━━━ DATA PROVIDED ━━━
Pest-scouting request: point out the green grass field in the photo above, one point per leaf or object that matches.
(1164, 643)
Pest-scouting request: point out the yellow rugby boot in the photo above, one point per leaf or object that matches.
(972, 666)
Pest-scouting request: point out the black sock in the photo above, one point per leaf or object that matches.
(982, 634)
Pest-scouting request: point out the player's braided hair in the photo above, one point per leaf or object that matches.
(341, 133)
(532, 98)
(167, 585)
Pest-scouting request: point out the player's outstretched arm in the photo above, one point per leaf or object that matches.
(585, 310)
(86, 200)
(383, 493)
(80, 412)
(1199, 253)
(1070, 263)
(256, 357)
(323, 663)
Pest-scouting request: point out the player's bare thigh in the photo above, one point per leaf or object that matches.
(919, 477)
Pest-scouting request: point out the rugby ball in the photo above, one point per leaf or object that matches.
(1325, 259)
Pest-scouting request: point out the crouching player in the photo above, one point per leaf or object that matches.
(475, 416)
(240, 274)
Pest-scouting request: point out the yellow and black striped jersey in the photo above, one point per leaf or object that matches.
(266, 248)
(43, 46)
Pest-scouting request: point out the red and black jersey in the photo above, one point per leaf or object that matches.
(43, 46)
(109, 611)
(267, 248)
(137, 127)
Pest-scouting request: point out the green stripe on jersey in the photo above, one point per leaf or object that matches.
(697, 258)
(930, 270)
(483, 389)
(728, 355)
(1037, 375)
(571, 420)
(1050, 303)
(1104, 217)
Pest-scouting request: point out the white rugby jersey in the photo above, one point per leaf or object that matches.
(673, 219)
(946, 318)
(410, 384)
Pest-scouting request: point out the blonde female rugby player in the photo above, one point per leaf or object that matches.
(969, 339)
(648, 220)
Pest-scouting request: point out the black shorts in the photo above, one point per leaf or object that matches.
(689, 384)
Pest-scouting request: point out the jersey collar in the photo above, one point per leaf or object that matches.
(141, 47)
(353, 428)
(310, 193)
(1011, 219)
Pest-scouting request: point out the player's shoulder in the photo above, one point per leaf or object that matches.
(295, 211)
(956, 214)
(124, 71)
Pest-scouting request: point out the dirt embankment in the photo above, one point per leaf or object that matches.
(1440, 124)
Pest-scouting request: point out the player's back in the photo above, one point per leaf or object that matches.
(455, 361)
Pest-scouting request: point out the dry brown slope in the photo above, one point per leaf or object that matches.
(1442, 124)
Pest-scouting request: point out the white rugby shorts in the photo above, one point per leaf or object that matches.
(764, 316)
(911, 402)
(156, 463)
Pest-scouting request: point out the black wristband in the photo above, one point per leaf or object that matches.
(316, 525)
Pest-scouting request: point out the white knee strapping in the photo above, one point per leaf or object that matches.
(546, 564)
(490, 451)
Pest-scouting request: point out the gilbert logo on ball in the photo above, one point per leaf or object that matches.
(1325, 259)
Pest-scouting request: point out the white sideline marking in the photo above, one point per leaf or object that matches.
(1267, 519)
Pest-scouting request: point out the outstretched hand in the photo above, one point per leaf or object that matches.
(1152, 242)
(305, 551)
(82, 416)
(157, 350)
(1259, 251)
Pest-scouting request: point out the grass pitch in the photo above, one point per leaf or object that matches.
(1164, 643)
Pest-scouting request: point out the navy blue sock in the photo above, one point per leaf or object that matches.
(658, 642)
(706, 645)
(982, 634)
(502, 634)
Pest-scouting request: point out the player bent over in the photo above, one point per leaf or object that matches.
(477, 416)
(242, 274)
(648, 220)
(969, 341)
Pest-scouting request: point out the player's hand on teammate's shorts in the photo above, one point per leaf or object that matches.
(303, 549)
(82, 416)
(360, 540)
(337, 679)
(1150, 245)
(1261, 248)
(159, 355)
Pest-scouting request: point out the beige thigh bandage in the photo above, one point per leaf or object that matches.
━━━
> _AIM OF THE EXERCISE_
Extract the lines above from the one containing "Pest-scouting request: point out the white rugby shorts" to the last line, both included, exactly as written.

> _RESPONSE TO THIS EXERCISE_
Pest-scouting request: point out the white rugby shorts in the photo above, one point per leaf or object that matches.
(764, 316)
(911, 402)
(156, 463)
Pest-scouting request: point out the black wristband in the photo above, one point per leaf or object that matches.
(316, 525)
Pest-scouting request: point out the white knee strapping in the photo above, one point per leaf or object that matches.
(546, 564)
(490, 451)
Pest-scouting request: point out the gilbert logo on ball in the photo above, one point per leaf or object that matches.
(1325, 259)
Pest-scouting request: point out the white sideline marking in the photo above, one point per leaf or object that matches.
(1267, 519)
Pest-scouting request: point out the outstretched hand in the photo above, one point per leaf or object that matches.
(1152, 242)
(305, 551)
(82, 416)
(157, 350)
(1259, 251)
Pest-scouting request: point out the grass pitch in the photo above, one point per leaf or object that matches.
(1164, 643)
Pest-scouting request: point out the navy blue sock in the photo above, one point per leaf or object that matches.
(658, 642)
(706, 645)
(982, 634)
(502, 634)
Pest-scouting request: point out the player bent over in the photo above, one point per leaf or object that matches.
(477, 416)
(242, 274)
(648, 220)
(969, 341)
Pest-scouting request: point out the player's hand on teammate's shorts in the photo above, one point per leaf or object that matches.
(303, 549)
(82, 416)
(360, 540)
(337, 679)
(1150, 245)
(1261, 248)
(159, 355)
Pest-scouting request: point out the beige thigh bandage in the photo above, one point per leaf or object that matches.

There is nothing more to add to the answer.